**Required work**: Your task is to retype each line of the data below exactly.
** Start of Records shown **
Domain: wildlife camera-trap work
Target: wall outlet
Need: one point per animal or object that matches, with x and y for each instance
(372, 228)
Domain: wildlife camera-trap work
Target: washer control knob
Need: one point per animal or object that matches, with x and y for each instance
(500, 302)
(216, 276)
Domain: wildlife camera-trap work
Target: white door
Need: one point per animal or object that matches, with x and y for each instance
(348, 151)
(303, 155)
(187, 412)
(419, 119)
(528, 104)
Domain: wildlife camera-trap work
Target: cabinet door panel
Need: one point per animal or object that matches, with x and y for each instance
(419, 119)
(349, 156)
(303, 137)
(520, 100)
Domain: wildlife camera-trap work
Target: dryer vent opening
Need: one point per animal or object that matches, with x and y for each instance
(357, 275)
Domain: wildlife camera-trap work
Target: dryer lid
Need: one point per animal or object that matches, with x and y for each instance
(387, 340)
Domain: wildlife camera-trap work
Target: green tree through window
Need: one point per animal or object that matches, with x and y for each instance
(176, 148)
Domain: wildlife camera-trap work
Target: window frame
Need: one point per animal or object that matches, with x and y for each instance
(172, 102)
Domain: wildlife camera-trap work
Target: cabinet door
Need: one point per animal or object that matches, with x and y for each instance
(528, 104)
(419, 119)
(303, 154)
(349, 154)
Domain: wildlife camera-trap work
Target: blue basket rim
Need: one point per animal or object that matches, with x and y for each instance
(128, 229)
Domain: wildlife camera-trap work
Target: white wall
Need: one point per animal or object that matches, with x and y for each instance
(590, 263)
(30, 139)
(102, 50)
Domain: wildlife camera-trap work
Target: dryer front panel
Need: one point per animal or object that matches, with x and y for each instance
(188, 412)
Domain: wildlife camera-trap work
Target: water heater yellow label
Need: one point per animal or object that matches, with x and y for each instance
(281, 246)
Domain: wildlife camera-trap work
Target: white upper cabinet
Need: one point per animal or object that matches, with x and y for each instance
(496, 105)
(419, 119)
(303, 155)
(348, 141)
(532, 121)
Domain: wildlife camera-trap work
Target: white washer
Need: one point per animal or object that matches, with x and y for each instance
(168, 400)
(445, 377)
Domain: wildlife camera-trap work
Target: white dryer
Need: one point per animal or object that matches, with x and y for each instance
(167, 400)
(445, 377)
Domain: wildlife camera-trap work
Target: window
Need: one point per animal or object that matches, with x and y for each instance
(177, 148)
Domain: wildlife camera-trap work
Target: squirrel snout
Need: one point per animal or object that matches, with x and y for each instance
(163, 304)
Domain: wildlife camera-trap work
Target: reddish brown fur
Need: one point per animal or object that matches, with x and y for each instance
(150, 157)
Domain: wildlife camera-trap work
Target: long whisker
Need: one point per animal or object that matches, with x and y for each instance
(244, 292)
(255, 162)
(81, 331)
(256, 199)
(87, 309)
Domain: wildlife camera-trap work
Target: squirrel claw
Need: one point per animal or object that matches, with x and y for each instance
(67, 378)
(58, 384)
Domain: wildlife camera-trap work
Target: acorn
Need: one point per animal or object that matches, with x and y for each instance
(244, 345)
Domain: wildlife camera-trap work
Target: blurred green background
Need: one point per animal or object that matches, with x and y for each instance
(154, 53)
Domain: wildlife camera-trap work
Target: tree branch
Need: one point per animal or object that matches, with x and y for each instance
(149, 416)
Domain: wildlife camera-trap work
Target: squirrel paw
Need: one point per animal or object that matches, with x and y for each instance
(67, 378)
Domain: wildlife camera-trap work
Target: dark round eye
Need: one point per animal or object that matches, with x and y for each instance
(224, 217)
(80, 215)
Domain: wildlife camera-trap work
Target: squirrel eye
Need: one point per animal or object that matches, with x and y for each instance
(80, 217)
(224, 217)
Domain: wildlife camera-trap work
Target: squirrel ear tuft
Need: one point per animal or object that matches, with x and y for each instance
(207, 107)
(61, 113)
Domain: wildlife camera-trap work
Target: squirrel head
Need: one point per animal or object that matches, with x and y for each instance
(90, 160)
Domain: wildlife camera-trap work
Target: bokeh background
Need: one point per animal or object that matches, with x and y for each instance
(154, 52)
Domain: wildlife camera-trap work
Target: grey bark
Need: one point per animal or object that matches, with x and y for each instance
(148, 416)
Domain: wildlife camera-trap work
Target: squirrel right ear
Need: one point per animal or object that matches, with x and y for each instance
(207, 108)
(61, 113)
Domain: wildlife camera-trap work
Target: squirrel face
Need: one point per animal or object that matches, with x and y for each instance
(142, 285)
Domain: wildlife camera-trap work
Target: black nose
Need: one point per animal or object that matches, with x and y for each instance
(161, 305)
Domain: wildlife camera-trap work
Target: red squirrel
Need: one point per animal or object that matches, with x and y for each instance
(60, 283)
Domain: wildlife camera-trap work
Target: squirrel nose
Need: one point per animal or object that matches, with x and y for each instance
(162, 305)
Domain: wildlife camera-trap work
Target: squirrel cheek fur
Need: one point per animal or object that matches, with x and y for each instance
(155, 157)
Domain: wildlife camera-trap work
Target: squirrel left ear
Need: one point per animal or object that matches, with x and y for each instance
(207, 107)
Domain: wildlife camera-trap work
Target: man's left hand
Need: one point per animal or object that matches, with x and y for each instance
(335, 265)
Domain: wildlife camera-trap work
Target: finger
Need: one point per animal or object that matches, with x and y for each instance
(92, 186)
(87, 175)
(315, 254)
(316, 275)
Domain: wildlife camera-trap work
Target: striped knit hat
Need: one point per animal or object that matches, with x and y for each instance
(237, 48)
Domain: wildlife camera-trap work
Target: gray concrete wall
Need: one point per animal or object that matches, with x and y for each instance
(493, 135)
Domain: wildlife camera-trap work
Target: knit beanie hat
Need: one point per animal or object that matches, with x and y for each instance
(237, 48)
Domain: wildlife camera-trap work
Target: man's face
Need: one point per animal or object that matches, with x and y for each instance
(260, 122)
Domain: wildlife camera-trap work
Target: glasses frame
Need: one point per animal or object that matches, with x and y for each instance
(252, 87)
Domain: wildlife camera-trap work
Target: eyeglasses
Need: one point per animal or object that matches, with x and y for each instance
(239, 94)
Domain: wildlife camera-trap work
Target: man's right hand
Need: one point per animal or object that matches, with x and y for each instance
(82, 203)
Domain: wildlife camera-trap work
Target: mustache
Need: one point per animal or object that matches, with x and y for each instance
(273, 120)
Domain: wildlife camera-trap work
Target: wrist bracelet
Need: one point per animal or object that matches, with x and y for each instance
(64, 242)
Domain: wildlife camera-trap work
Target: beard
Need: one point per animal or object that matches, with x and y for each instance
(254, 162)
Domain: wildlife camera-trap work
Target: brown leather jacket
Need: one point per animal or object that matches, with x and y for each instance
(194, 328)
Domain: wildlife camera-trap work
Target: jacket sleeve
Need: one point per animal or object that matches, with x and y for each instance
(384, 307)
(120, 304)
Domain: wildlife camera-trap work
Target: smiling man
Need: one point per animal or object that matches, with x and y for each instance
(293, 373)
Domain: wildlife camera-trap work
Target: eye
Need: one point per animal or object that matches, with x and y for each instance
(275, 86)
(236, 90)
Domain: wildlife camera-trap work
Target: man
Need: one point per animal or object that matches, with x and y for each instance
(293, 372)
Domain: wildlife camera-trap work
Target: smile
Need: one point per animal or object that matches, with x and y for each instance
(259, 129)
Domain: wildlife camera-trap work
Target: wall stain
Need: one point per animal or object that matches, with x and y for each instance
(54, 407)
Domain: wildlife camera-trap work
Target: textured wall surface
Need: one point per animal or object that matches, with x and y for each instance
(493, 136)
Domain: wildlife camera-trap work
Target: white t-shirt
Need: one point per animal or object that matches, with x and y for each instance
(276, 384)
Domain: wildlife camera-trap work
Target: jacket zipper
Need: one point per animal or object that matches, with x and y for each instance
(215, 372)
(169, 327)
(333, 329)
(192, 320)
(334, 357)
** End of Records shown **
**Answer**:
Domain: wildlife camera-trap work
Target: wall outlet
Need: one point per animal or object that matches, with x and y for each instance
(372, 228)
Domain: wildlife camera-trap work
Target: washer control knob
Need: one point per animal or object that matches, with x and y for each instance
(500, 302)
(216, 276)
Domain: wildlife camera-trap work
Target: white door
Need: one point per animal or object that matches, with x and y for each instance
(348, 151)
(303, 155)
(187, 412)
(419, 119)
(528, 104)
Domain: wildlife camera-trap work
Target: cabinet door panel
Need: one point per animal or object that matches, with x and y for each instance
(419, 119)
(349, 156)
(303, 137)
(520, 100)
Domain: wildlife camera-trap work
Target: dryer vent opening
Need: one point per animal or object that matches, with x and y for each instance
(357, 275)
Domain: wildlife camera-trap work
Target: dryer lid
Need: one point per animal or object that matches, with x and y for each instance
(387, 340)
Domain: wildlife camera-trap work
Target: green tree through window
Need: one point per animal or object that matches, with x and y for each instance
(176, 148)
Domain: wildlife camera-trap work
Target: window frame
Need: one point per animal or object that matches, with x and y for each instance
(172, 102)
Domain: wildlife camera-trap work
Target: cabinet door
Need: one point per animal or object that matches, with x and y for each instance
(528, 104)
(419, 119)
(303, 154)
(349, 154)
Domain: wildlife camera-trap work
Target: blue basket rim
Need: one point per animal or object that matches, with x and y for each instance
(128, 229)
Domain: wildlife camera-trap work
Target: white wall
Need: one point per animal or object that matches, with x and y for each instance
(590, 263)
(30, 139)
(102, 50)
Domain: wildlife camera-trap work
Target: dryer front panel
Need: one point per animal or object that matches, with x and y for each instance
(188, 412)
Domain: wildlife camera-trap work
Target: water heater yellow label
Need: one point per animal or object that matches, with x and y for each instance
(281, 246)
Domain: wildlife camera-trap work
Target: white upper cabinet
Need: one point per animal or object that matches, with x and y for each instance
(496, 105)
(419, 119)
(303, 155)
(348, 141)
(532, 121)
Domain: wildlife camera-trap work
Target: white washer
Need: one point per animal or object that matches, with x and y for each instance
(168, 400)
(445, 377)
Domain: wildlife camera-trap work
Target: white dryer
Need: one point per animal or object that matches, with x and y for each instance
(167, 400)
(445, 377)
Domain: wildlife camera-trap work
Target: window
Need: one point per animal or object that matches, with x and y for each instance
(177, 148)
Domain: wildlife camera-trap work
Target: squirrel snout
Need: one point per animal or object that matches, with x and y for each instance
(163, 304)
Domain: wildlife camera-trap work
Target: reddish brown fur
Need: one point per animal or object that matches, with x and y for each instance
(150, 157)
Domain: wildlife camera-trap work
Target: long whisker
Need: one point per animal or object that matches, with x and y for each instance
(244, 292)
(255, 162)
(81, 331)
(256, 199)
(87, 309)
Domain: wildlife camera-trap work
Target: squirrel claw
Need: one point per animal or object that matches, with x and y for each instance
(67, 378)
(58, 384)
Domain: wildlife camera-trap work
Target: acorn
Need: one point per animal or object that matches, with x and y for each instance
(244, 345)
Domain: wildlife camera-trap work
Target: blurred green background
Need: one point per animal or object that matches, with x and y for each instance
(154, 53)
Domain: wildlife camera-trap work
Target: tree branch
Need: one point per animal or object that matches, with x and y for each instance
(149, 416)
Domain: wildlife camera-trap work
Target: squirrel paw
Need: one point per animal or object that matches, with x and y for each instance
(67, 378)
Domain: wildlife camera-trap work
Target: dark round eye
Need: one point per animal or object that matches, with x and y for each instance
(224, 217)
(80, 215)
Domain: wildlife camera-trap work
Target: squirrel eye
Need: one point per animal or object that matches, with x and y for each instance
(80, 217)
(224, 217)
Domain: wildlife camera-trap work
Target: squirrel ear tuft
Need: one point per animal or object that matches, with x and y for each instance
(207, 107)
(61, 113)
Domain: wildlife camera-trap work
Target: squirrel head
Need: one point per animal or object that matches, with x and y for each instance
(90, 160)
Domain: wildlife camera-trap work
Target: bokeh background
Need: one point per animal or object that matches, with x and y for each instance
(154, 52)
Domain: wildlife camera-trap work
Target: grey bark
Need: one point per animal or object that matches, with x and y for each instance
(148, 416)
Domain: wildlife camera-trap work
Target: squirrel right ear
Need: one point per animal or object that matches, with x and y for each instance
(207, 108)
(61, 113)
Domain: wildlife camera-trap work
Target: squirrel face
Need: one point per animal or object that matches, with x and y for each instance
(142, 285)
Domain: wildlife camera-trap work
Target: black nose
Need: one point per animal or object that matches, with x and y for each instance
(161, 305)
Domain: wildlife camera-trap work
Target: red squirrel
Need: one point per animal or object that matches, with x and y for each instance
(60, 283)
Domain: wildlife camera-trap work
Target: squirrel nose
Need: one point per animal or object that matches, with x and y for each instance
(162, 305)
Domain: wildlife camera-trap work
Target: squirrel cheek fur
Need: one point per animal or object that matches, with x and y for each instance
(155, 157)
Domain: wildlife camera-trap work
Target: squirrel left ear
Need: one point per animal or object that matches, with x and y for each instance
(207, 107)
Domain: wildlife camera-trap work
Target: man's left hand
Need: one point per animal or object that matches, with x and y for each instance
(335, 265)
Domain: wildlife camera-trap work
Target: finger
Need: one point per animal or object that matches, with x and y for each instance
(92, 186)
(87, 175)
(315, 254)
(316, 275)
Domain: wildlife camera-trap work
Target: striped knit hat
Need: one point per animal or object that matches, with x and y for each instance
(237, 48)
Domain: wildlife camera-trap work
Target: gray concrete wall
Need: one point per animal or object that matches, with x and y for each instance
(493, 135)
Domain: wildlife camera-trap work
Target: knit beanie hat
Need: one point per animal or object that matches, with x and y for each instance
(237, 48)
Domain: wildlife camera-trap work
Target: man's face
Need: one point per animal or object that matches, with x and y for each instance
(260, 122)
Domain: wildlife camera-trap work
Target: glasses frame
Need: one point per animal or object that matches, with x and y for each instance
(252, 87)
Domain: wildlife camera-trap work
Target: eyeglasses
Need: one point per animal or object that matches, with x and y for each instance
(239, 94)
Domain: wildlife camera-trap work
Target: man's right hand
Need: one point per animal or object that matches, with x and y for each instance
(82, 203)
Domain: wildlife camera-trap work
Target: mustache
Need: one point per animal or object that matches, with x and y for each instance
(273, 120)
Domain: wildlife camera-trap work
Target: wrist bracelet
Need: one point per animal or object that matches, with x and y for each instance
(64, 242)
Domain: wildlife camera-trap work
Target: beard
Need: one point per animal or object that matches, with x and y for each instance
(254, 162)
Domain: wildlife camera-trap work
Target: brown leather jacket
Need: one point per animal or object that matches, with x and y for each instance
(194, 328)
Domain: wildlife camera-trap work
Target: jacket sleeve
Need: one point per animal or object that matches, with x and y for each instance
(384, 307)
(120, 304)
Domain: wildlife camera-trap work
Target: smiling man
Need: one point per animal or object that matches, with x and y for each instance
(293, 373)
Domain: wildlife camera-trap work
Target: eye
Need: one point per animal or object that matches, with x and y for each instance
(275, 86)
(236, 90)
Domain: wildlife camera-trap work
Target: man
Need: one point per animal or object that matches, with x and y for each instance
(293, 372)
Domain: wildlife camera-trap work
Target: smile
Need: one point per animal or object that matches, with x and y for each instance
(259, 129)
Domain: wildlife camera-trap work
Target: wall stain
Need: one point per animal or object that matches, with x and y for each instance
(54, 407)
Domain: wildlife camera-trap work
Target: textured wall surface
Need: one point per animal or object that matches, with x and y for each instance
(493, 136)
Domain: wildlife camera-trap work
Target: white t-shirt
Need: one point per animal or object that matches, with x and y for each instance
(276, 384)
Domain: wildlife camera-trap work
Target: jacket zipper
Need: one point per animal or object that matches, with x and y for each instance
(215, 372)
(169, 327)
(333, 329)
(192, 320)
(334, 357)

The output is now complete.